The next speaker was Dr. Alexander and he explained how American Policy works in international relations. He began by saying that international relations is essentially anarchy because there is no higher government in which individual states have to answer to. Each state therefore has to contend with predatory actions made by other states upon them. His next point was that states have a concern with deterring this predation and one way of doing this was to keep states from engaging in predation in the first place. Some examples of this is by punishment, cultivating allies, and maintaining a healthy perception abroad. This, in theory, makes states that might consider predation (i.e. illiberal democracies, dictatorships, and autocracies) from attempting it in the first place. He ended his lecture in international relations with talking about how the post cold war climate is shaped. Essentially, with the theories of predation in mind, there is this fear of possibly jeopardizing alliances when America lets another state take territory. Other allies might then interpret this as no reason to stay in alliance with America if the U.S. doesn’t bother to do anything about predatory actions. Dr. Alexander related this to the Obama administrations current policy of “speaking loudly but not using a stick”. His belief is that condemnation requires some sort of physical action.

The Hon. David Kramer, President of  Freedom House.
The Hon. David Kramer, President of Freedom House.

The last speaker to present was The Honorable David J. Kramer, President of Freedom House. He began by stating that the current crisis in the Ukraine was comparable to the Cuban Missile Crisis and that everyone in the international community is carefully watching the events unfold. But what exactly set events in motion in the first place? Well first it is important to realize that Putin views democracy and the west as a threat. Recently, many Eastern European Countries have been pivoting away from Russia and towards the west, something that Putin sees as a challenge to Russian power and influence over the region. The irony of Putin’s logic is that NATO allied states are actually the safest borders for Russia but his logic is based upon perceptions and influence as opposed to physical threats.

ASSIGNED TASK 1: Render the stretch of entries below, from the first line through the line containing "negative clicks: (607, 319)", as a Markdown table with columns Row and Line, leaving out any blank lines.

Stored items

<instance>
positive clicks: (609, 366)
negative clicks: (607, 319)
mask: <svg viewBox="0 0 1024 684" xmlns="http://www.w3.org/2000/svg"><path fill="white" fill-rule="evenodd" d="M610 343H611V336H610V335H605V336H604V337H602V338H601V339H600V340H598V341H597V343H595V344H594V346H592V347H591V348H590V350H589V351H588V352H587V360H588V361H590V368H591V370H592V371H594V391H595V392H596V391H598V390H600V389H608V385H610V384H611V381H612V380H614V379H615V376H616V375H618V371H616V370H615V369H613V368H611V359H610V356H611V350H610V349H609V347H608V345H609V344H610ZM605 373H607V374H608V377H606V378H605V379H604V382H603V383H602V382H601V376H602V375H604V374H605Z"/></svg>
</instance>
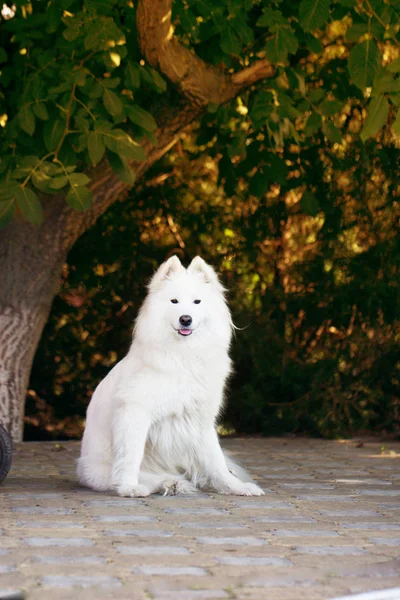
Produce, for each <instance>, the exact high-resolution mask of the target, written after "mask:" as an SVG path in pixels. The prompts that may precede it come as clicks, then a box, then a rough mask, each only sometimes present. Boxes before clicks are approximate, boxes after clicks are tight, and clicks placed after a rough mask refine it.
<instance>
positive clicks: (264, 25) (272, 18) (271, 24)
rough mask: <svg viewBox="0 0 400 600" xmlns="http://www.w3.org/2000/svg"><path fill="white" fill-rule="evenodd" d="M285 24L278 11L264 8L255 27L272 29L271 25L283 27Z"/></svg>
mask: <svg viewBox="0 0 400 600" xmlns="http://www.w3.org/2000/svg"><path fill="white" fill-rule="evenodd" d="M285 23H287V21H286V19H285V17H284V16H283V15H282V13H281V12H280V11H279V10H274V9H273V8H269V7H268V8H264V9H263V14H262V15H261V17H260V18H259V19H258V21H257V23H256V26H257V27H272V25H285Z"/></svg>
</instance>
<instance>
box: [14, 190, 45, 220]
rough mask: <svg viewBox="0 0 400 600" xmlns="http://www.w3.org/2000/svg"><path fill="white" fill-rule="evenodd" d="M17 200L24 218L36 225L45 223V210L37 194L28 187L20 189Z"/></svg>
mask: <svg viewBox="0 0 400 600" xmlns="http://www.w3.org/2000/svg"><path fill="white" fill-rule="evenodd" d="M15 198H16V200H17V206H18V208H19V210H20V211H21V212H22V214H23V215H24V217H25V218H26V219H28V221H30V222H31V223H33V224H34V225H40V224H41V223H42V221H43V210H42V205H41V204H40V200H39V198H38V197H37V195H36V194H35V192H34V191H33V190H31V189H30V188H27V187H19V188H18V190H17V191H16V194H15Z"/></svg>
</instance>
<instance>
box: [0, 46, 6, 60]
mask: <svg viewBox="0 0 400 600" xmlns="http://www.w3.org/2000/svg"><path fill="white" fill-rule="evenodd" d="M7 60H8V56H7V52H6V51H5V50H4V48H0V63H3V62H7Z"/></svg>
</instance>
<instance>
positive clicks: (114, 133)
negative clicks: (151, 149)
mask: <svg viewBox="0 0 400 600" xmlns="http://www.w3.org/2000/svg"><path fill="white" fill-rule="evenodd" d="M103 135H104V141H105V143H106V146H107V148H109V149H110V150H111V151H112V152H115V153H116V154H119V155H120V156H121V157H122V158H127V159H128V160H129V159H133V160H145V158H146V154H145V152H144V150H143V148H142V146H141V145H140V144H138V143H137V142H135V141H134V140H133V139H132V138H131V137H130V136H129V135H128V134H127V133H126V132H125V131H122V129H113V130H112V131H107V132H104V134H103Z"/></svg>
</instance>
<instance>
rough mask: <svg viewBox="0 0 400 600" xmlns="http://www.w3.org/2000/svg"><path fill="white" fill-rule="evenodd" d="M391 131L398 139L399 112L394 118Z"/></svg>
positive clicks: (398, 128)
mask: <svg viewBox="0 0 400 600" xmlns="http://www.w3.org/2000/svg"><path fill="white" fill-rule="evenodd" d="M392 129H393V131H394V133H395V135H397V136H398V137H400V110H398V111H397V115H396V118H395V120H394V122H393V125H392Z"/></svg>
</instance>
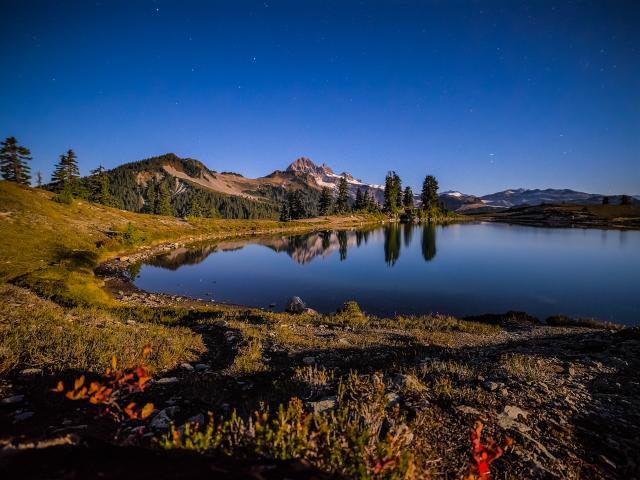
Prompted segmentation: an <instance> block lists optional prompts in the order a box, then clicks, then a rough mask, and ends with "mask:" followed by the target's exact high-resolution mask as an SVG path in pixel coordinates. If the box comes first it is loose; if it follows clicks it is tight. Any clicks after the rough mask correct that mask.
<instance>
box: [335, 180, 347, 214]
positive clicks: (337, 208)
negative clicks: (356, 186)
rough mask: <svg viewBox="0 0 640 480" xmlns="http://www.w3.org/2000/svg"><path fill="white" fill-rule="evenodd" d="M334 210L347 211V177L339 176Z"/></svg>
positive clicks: (343, 211) (341, 212) (345, 212)
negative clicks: (339, 177)
mask: <svg viewBox="0 0 640 480" xmlns="http://www.w3.org/2000/svg"><path fill="white" fill-rule="evenodd" d="M336 210H337V211H338V213H347V212H348V211H349V188H348V186H347V179H346V178H345V177H340V181H339V182H338V198H337V199H336Z"/></svg>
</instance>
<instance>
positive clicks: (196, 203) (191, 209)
mask: <svg viewBox="0 0 640 480" xmlns="http://www.w3.org/2000/svg"><path fill="white" fill-rule="evenodd" d="M202 214H203V212H202V202H201V200H200V192H198V191H195V192H193V195H191V203H190V204H189V215H191V216H192V217H201V216H202Z"/></svg>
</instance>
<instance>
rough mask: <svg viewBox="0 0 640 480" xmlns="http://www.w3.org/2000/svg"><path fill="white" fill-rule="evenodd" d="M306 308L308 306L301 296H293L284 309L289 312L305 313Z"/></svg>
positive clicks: (295, 312)
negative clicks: (295, 296) (307, 305)
mask: <svg viewBox="0 0 640 480" xmlns="http://www.w3.org/2000/svg"><path fill="white" fill-rule="evenodd" d="M306 308H307V306H306V305H305V303H304V302H303V301H302V299H301V298H300V297H291V299H290V300H289V302H288V303H287V307H286V308H285V309H284V311H285V312H289V313H303V312H304V311H305V310H306Z"/></svg>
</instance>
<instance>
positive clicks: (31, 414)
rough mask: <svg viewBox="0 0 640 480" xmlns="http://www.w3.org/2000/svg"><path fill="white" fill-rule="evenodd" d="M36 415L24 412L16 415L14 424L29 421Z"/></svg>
mask: <svg viewBox="0 0 640 480" xmlns="http://www.w3.org/2000/svg"><path fill="white" fill-rule="evenodd" d="M34 415H35V412H22V413H18V414H17V415H14V417H13V423H18V422H24V421H25V420H29V419H30V418H31V417H33V416H34Z"/></svg>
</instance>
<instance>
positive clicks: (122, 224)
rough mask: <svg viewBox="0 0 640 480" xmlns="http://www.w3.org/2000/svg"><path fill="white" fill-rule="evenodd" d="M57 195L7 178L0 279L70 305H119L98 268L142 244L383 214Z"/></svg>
mask: <svg viewBox="0 0 640 480" xmlns="http://www.w3.org/2000/svg"><path fill="white" fill-rule="evenodd" d="M53 198H54V195H53V194H52V193H50V192H46V191H43V190H37V189H33V188H29V187H23V186H20V185H17V184H14V183H11V182H6V181H0V283H2V282H13V283H16V284H18V285H21V286H24V287H26V288H29V289H31V290H33V291H35V292H37V293H38V294H40V295H42V296H45V297H47V298H51V299H54V300H55V301H56V302H58V303H62V304H65V305H103V306H109V305H113V301H112V300H111V298H110V297H109V296H108V295H106V294H105V293H104V292H103V291H102V287H103V285H102V282H101V281H100V279H98V278H96V277H95V275H94V274H93V269H94V268H95V267H96V265H97V264H98V263H99V262H100V261H103V260H105V259H107V258H109V257H111V256H114V255H115V254H117V253H126V252H130V251H133V250H135V249H137V248H138V247H140V246H141V245H154V244H157V243H161V242H166V241H173V240H176V239H181V240H185V239H187V240H188V239H197V238H201V237H208V236H219V237H222V236H238V235H254V234H259V233H268V232H274V231H283V230H291V231H296V230H311V229H313V228H319V227H320V226H332V225H345V226H346V225H357V224H361V223H363V222H367V221H373V220H375V219H374V218H373V217H371V216H366V215H359V216H345V217H327V218H325V219H309V220H305V221H300V222H287V223H283V222H276V221H271V220H221V219H206V218H199V219H191V220H188V221H187V220H184V219H180V218H174V217H164V216H160V215H145V214H137V213H132V212H127V211H124V210H119V209H116V208H110V207H105V206H103V205H98V204H93V203H90V202H87V201H80V200H73V201H72V202H71V203H70V204H68V205H67V204H63V203H59V202H55V201H54V200H53Z"/></svg>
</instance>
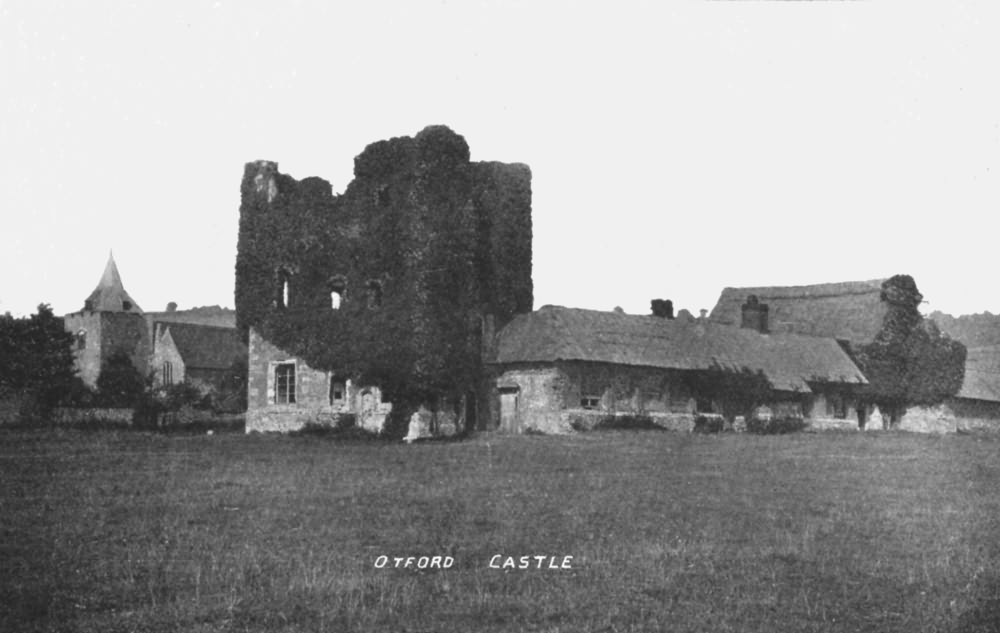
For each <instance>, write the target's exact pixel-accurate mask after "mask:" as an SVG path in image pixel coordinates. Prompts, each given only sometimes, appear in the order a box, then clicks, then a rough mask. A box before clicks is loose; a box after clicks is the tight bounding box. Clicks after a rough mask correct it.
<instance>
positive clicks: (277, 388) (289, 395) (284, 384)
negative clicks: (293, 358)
mask: <svg viewBox="0 0 1000 633" xmlns="http://www.w3.org/2000/svg"><path fill="white" fill-rule="evenodd" d="M274 403H275V404H295V363H280V364H278V365H275V366H274Z"/></svg>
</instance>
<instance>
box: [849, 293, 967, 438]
mask: <svg viewBox="0 0 1000 633" xmlns="http://www.w3.org/2000/svg"><path fill="white" fill-rule="evenodd" d="M882 300H883V301H884V302H886V303H887V304H888V306H889V309H888V311H887V312H886V315H885V318H884V320H883V323H882V329H881V330H880V331H879V332H878V334H876V336H875V340H874V341H872V342H871V343H869V344H867V345H863V346H861V347H860V349H859V350H858V351H857V360H858V363H859V365H860V367H861V370H862V371H863V372H864V374H865V376H866V377H867V378H868V381H869V388H868V396H867V397H868V399H869V400H871V401H872V402H874V403H875V404H877V405H878V406H879V408H880V409H881V410H882V412H883V413H887V414H889V415H890V416H891V417H892V418H893V419H894V420H895V419H898V417H899V416H900V415H901V414H902V412H903V411H904V410H905V408H906V407H907V406H909V405H930V404H937V403H939V402H941V401H943V400H944V399H945V398H947V397H949V396H953V395H955V394H956V393H958V391H959V389H961V387H962V381H963V380H964V378H965V356H966V349H965V346H964V345H962V344H961V343H959V342H958V341H953V340H951V339H950V338H948V337H947V336H944V335H942V334H941V332H940V330H939V329H938V328H937V325H936V324H935V323H934V322H933V321H931V320H928V319H924V317H923V316H922V315H921V314H920V312H919V310H918V307H919V305H920V302H921V301H922V300H923V295H921V294H920V292H919V290H917V284H916V282H914V280H913V278H912V277H910V276H909V275H896V276H894V277H891V278H890V279H887V280H886V281H885V282H883V284H882Z"/></svg>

ASSIGNED TASK 2: Write what comes next in the account of the speakers on American policy and the Ukraine crisis, picking up after its last sentence.

ANSWER SECTION 1:
| Row | Line |
|---|---|
| 1 | <instance> |
| 2 | positive clicks: (609, 366) |
| 3 | negative clicks: (607, 319) |

ANSWER SECTION 2:
Next, the Hon. David J. Kramer talked about Donetsk and Luhansk, the two eastern Ukrainian provinces. He believes that they did not support Russian forces in the most recent elections and that Russia influenced the results in its favor. Additionally, he argues that this current situation is not a civil war but a war between Russia and the Ukraine. It is his belief that the Obama administration’s actions were simply too slow in crafting sanctions and lacked adequate stopping power since they were not preemptive. Among these mistakes, he also believes that the situation shows what our limitations are as a nation and illustrates weakness in how we react. Lastly, he stressed the fact that we must protect the Ukraine and that the United States cannot stand idly by when an ally is suffering from such a monumental threat.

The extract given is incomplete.